Selected excerpt:
*** Begin section ***
Richard Feynman’s famous talk titled “There’s Plenty of Room at the Bottom” is often credited for conceptualising the basic notions of nanotechnology. He delivered this seminal lecture at an American Physical Society meeting at Caltech in 1959. It was aimed at addressing interesting questions such as “How small a machine could one build? How tiny could one write?”
Feynman envisioned to create a new field to deal with manipulating and controlling things on a miniature scale. The lecture paved the way to conceive tiny machines building even tinier machines. In fact, the talk contained all the elements of inspiration for kick-starting developments in synthetic chemistry, molecular engineering, and quantum computers.
It begins with a wonderful realisation of the possibility of writing all 24 volumes of the Encyclopedia Britannica on the head of a pin! Strange as it may seem, one could undoubtedly find enough room in this article to fit all the information that mankind has ever processed — as a highly compact version. This exploration of the staggeringly small world enabled endless possibilities.
But how do we write on such a small scale? The sputtering techniques we use today come close in proximity to his proposal. A large number of electrons or ions are directed onto a clean surface using electric fields. The accelerated particles would either engrave characters on the surface or remove the superfluous material around the atoms to forge letters. These ideas acquired physical form only with the advent of scanning tunnelling microscopy in the 1980s. One cannot help but wonder how prescient Feynman’s thoughts were.
Storing information physically and reading them on demand seemed to be the crux of the issue. Back when the scientific community had not yet thought of biological structures as machines, he recognised that data storage at nanoscale was already apparent in biological systems. It was remarkable to have it identified only six years after the discovery of DNA as an information-encoding structure.
This talk reveals a fantastically creative mind capable of imagining ahead of its time. Though the speech did not have a tremendous impact back then, it was considered, by the 1990s, as the earliest endorsement of nanotechnological research. Sixty years on, some of Feynman’s ideas may sound inevitably dated, yet the theme remains profoundly pertinent. Give it a read to relish the spectacle of a genius giving free rein to his imagination!
*** End section ***
Supplied data:
*** Begin section ***
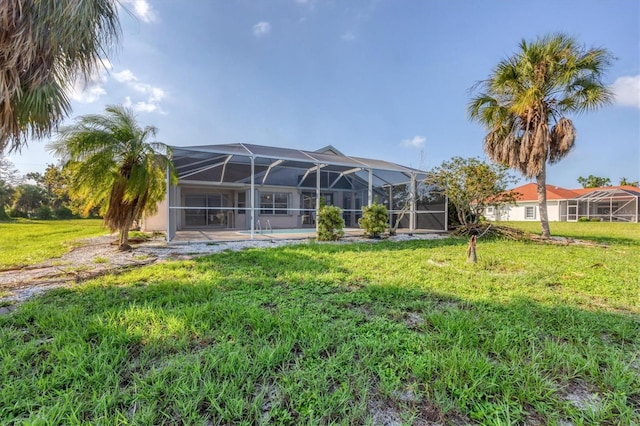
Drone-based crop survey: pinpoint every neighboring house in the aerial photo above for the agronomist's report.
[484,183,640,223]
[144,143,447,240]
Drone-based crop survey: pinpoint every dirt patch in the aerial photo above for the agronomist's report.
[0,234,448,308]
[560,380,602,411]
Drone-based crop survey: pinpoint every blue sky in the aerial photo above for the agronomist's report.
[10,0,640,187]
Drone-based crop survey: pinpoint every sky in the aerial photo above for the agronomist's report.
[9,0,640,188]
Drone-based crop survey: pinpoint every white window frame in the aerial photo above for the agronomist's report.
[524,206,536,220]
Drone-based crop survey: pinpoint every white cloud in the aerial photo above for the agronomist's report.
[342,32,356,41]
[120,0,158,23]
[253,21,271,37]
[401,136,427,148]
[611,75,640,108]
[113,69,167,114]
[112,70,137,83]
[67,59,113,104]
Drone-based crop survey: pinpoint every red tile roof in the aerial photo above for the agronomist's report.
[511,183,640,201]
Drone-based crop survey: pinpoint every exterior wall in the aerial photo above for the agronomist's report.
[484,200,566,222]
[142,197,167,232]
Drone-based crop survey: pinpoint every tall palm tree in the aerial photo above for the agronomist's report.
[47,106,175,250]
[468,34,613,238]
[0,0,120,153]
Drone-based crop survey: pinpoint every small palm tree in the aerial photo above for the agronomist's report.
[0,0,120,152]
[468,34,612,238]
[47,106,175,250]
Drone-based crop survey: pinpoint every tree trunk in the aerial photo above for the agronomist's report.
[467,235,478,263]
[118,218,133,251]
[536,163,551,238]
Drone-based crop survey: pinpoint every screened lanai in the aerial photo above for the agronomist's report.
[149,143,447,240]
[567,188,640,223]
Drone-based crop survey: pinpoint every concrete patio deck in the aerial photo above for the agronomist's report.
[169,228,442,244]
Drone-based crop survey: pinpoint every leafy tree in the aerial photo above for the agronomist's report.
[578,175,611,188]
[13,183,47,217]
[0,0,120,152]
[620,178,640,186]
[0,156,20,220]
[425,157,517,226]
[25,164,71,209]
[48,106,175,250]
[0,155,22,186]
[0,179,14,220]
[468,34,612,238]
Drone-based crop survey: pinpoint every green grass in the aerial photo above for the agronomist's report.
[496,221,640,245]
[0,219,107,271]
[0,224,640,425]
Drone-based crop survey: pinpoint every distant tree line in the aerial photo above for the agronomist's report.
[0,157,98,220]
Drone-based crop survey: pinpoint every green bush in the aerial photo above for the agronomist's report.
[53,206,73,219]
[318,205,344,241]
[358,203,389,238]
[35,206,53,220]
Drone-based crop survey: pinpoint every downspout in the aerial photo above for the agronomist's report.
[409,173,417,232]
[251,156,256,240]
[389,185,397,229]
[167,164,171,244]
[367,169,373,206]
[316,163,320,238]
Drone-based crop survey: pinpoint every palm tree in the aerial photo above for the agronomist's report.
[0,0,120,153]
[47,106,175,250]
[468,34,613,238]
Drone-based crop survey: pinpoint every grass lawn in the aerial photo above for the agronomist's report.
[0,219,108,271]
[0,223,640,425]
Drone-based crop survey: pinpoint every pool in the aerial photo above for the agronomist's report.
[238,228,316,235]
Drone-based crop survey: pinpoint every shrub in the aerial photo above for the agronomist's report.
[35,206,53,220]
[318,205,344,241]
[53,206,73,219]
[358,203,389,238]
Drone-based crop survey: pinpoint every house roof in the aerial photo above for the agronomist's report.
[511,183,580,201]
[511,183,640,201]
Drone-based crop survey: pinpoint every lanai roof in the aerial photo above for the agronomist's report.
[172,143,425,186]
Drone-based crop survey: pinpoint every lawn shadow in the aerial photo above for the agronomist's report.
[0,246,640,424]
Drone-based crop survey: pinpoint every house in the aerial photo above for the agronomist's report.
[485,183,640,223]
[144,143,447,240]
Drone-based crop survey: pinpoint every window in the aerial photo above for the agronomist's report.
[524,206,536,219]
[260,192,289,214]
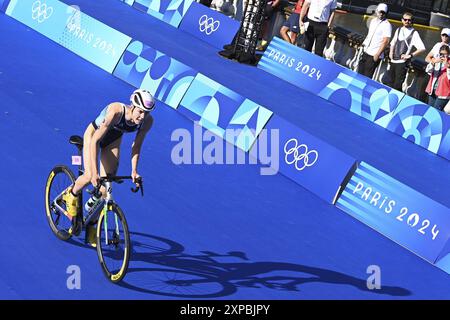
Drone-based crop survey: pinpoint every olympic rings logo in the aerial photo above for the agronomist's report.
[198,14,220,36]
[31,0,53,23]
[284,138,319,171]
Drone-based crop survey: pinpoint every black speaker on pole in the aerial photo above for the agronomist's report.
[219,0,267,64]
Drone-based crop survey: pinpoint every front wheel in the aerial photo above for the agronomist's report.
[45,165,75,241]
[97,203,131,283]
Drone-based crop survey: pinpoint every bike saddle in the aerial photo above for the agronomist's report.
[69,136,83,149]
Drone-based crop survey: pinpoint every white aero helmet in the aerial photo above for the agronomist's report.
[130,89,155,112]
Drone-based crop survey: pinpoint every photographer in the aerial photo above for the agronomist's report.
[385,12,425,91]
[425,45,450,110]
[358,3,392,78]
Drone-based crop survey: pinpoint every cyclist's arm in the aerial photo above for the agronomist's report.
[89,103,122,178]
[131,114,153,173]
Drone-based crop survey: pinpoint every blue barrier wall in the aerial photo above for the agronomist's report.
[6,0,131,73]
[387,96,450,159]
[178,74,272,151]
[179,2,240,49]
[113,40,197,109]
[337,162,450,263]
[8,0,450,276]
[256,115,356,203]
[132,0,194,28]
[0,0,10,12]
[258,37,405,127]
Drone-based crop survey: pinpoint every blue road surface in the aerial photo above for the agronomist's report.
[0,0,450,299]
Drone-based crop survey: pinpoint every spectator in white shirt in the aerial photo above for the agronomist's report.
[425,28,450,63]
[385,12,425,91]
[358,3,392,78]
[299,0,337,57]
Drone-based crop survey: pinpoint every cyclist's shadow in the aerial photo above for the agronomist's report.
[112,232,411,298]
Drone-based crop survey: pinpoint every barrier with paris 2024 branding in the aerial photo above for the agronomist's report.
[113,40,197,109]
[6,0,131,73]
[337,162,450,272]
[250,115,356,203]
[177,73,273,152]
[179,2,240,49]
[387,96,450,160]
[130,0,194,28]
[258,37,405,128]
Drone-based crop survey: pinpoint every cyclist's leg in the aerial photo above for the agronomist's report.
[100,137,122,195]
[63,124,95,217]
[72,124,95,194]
*** End section ***
*** Begin section ***
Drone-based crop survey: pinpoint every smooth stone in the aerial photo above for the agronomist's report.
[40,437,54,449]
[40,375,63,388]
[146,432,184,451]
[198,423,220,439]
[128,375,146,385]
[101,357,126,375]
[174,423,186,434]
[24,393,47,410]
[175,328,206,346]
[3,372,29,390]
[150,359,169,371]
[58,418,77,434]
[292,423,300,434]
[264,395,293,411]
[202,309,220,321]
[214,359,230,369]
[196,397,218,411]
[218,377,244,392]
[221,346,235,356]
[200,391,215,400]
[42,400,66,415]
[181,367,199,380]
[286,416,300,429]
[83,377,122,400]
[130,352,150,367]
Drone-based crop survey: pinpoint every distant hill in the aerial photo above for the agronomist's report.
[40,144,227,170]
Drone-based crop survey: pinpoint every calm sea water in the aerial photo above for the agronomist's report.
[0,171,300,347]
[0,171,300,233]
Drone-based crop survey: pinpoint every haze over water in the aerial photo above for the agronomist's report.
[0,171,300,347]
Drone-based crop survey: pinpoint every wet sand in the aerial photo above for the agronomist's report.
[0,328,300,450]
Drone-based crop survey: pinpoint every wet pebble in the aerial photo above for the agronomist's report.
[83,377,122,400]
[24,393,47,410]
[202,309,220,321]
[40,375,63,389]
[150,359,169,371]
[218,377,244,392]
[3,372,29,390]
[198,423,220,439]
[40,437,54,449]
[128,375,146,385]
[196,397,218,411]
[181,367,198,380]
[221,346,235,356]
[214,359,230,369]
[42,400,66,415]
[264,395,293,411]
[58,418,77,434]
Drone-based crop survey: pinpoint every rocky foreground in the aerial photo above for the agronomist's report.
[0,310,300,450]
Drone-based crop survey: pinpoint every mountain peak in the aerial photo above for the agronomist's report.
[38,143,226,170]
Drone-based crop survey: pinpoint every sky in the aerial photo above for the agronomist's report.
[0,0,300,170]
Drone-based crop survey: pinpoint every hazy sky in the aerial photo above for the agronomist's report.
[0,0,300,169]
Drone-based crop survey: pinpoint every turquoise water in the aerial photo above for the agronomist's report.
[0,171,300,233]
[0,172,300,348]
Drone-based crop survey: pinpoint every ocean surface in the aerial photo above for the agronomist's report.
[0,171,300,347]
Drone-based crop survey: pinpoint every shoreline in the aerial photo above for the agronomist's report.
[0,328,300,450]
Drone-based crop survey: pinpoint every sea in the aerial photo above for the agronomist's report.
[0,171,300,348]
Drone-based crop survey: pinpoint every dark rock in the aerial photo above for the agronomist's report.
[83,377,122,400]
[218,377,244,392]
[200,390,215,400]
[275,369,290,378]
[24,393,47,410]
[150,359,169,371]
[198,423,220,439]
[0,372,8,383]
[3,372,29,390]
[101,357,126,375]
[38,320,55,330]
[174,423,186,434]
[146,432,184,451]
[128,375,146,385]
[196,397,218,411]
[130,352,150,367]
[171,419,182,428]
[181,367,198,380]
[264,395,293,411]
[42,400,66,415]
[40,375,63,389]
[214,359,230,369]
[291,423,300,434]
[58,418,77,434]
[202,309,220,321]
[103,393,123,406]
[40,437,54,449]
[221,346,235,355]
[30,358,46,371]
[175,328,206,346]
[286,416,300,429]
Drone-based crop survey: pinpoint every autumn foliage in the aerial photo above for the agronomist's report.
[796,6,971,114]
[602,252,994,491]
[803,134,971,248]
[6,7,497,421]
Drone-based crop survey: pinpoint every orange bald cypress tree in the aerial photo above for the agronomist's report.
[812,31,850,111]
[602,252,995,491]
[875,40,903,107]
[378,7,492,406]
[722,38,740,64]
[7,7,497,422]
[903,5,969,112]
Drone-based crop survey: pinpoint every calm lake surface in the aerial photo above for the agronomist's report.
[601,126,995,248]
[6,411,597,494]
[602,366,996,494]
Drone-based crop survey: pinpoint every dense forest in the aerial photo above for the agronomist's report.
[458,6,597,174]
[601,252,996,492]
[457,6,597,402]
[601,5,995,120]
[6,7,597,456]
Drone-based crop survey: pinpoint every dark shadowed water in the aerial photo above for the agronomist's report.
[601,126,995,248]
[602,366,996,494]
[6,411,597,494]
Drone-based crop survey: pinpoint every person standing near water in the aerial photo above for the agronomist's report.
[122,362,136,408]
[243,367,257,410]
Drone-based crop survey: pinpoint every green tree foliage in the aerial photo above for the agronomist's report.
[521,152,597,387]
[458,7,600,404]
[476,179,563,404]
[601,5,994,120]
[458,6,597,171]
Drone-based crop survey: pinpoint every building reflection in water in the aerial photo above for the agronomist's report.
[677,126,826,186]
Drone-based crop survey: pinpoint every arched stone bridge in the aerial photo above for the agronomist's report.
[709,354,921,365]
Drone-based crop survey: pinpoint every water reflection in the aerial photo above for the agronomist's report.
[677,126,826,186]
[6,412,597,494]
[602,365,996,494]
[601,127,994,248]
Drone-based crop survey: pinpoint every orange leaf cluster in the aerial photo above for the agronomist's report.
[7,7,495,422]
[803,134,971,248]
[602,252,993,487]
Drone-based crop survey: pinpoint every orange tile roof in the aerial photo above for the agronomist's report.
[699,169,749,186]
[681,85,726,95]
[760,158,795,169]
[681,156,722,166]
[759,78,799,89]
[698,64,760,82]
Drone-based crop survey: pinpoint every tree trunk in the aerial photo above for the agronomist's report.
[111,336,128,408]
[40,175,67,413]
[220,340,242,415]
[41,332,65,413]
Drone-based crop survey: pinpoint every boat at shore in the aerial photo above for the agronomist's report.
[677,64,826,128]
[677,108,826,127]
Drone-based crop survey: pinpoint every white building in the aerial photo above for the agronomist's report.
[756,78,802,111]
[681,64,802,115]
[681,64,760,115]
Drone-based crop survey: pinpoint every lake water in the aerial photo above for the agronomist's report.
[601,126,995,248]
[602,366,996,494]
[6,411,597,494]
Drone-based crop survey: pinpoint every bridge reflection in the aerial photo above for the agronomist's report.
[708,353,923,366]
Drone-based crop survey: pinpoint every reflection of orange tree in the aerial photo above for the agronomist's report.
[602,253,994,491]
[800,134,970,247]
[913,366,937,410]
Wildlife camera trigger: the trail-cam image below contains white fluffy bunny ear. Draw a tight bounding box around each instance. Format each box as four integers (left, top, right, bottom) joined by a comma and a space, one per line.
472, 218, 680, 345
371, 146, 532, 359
*** End section ***
*** Begin section ***
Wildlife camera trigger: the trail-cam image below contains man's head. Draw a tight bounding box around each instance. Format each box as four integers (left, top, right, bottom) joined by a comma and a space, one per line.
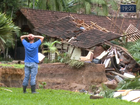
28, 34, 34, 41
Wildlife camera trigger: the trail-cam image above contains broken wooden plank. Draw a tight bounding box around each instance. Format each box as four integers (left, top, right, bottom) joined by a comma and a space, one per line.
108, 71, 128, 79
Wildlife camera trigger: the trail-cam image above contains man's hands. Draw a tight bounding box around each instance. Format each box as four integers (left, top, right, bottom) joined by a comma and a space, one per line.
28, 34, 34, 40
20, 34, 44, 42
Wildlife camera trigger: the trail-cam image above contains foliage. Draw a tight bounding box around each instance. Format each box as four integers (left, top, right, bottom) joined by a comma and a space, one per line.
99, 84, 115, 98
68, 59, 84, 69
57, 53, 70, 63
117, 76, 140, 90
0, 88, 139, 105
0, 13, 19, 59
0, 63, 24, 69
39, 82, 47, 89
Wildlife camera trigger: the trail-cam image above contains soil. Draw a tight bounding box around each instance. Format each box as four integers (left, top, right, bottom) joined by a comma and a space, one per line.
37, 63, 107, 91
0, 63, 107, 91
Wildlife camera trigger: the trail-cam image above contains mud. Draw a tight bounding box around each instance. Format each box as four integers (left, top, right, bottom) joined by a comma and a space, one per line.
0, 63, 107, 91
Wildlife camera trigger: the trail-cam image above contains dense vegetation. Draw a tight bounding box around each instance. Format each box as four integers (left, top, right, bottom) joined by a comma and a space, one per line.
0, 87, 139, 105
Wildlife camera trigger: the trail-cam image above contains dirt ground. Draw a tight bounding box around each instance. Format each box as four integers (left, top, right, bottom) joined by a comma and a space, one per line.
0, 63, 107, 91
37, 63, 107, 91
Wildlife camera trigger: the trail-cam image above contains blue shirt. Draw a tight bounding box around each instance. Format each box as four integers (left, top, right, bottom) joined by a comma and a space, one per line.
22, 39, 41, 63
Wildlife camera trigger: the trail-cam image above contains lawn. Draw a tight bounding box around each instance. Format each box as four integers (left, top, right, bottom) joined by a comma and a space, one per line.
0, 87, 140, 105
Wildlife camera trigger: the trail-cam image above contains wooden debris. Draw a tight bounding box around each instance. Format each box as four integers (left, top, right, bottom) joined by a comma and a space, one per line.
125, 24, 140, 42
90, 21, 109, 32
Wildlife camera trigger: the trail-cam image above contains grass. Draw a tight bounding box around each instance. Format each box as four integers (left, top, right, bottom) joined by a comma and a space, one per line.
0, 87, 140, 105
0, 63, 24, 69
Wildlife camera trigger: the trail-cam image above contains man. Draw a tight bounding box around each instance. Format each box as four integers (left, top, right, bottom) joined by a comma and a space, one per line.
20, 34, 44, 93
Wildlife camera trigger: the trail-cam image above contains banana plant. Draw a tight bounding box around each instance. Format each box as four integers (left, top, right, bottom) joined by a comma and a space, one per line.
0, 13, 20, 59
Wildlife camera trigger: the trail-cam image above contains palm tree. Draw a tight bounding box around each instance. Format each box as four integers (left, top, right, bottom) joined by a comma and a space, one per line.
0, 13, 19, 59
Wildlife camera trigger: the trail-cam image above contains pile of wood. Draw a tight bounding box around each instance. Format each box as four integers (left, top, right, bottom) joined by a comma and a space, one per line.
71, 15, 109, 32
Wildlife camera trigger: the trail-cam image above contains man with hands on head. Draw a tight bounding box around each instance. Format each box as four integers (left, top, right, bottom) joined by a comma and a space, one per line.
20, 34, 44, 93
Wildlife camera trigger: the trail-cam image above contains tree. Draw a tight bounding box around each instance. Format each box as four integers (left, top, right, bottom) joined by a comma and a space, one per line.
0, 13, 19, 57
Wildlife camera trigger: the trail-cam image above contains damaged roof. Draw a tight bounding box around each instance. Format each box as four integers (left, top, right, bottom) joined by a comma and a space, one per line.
*** End section ***
Task 1:
Answer these questions using the text about Feynman's 1959 lecture:
(a) At what meeting, and where, did Feynman deliver the lecture?
(b) What does the lecture begin by imagining writing on the head of a pin?
(c) With what advent did the ideas about writing on a small scale acquire physical form?
Task 2: Summarize the text about Feynman's 1959 lecture in two sentences.
Task 3: Quote the text about Feynman's 1959 lecture from "Richard Feynman’s famous" up to and including "and quantum computers.".

Reply 1:
(a) An American Physical Society meeting at Caltech.
(b) All 24 volumes of the Encyclopedia Britannica.
(c) Scanning tunnelling microscopy in the 1980s.

Reply 2: Richard Feynman's 1959 talk "There's Plenty of Room at the Bottom," delivered at an American Physical Society meeting at Caltech, is often credited with conceptualizing the basic notions of nanotechnology. It imagined writing the whole Encyclopedia Britannica on a pinhead and recognized nanoscale data storage in biological systems, and although it had little impact at the time, by the 1990s it was considered the earliest endorsement of nanotechnological research.

Reply 3:
Richard Feynman’s famous talk titled “There’s Plenty of Room at the Bottom” is often credited for conceptualising the basic notions of nanotechnology. He delivered this seminal lecture at an American Physical Society meeting at Caltech in 1959. It was aimed at addressing interesting questions such as “How small a machine could one build? How tiny could one write?”
Feynman envisioned to create a new field to deal with manipulating and controlling things on a miniature scale. The lecture paved the way to conceive tiny machines building even tinier machines. In fact, the talk contained all the elements of inspiration for kick-starting developments in synthetic chemistry, molecular engineering, and quantum computers.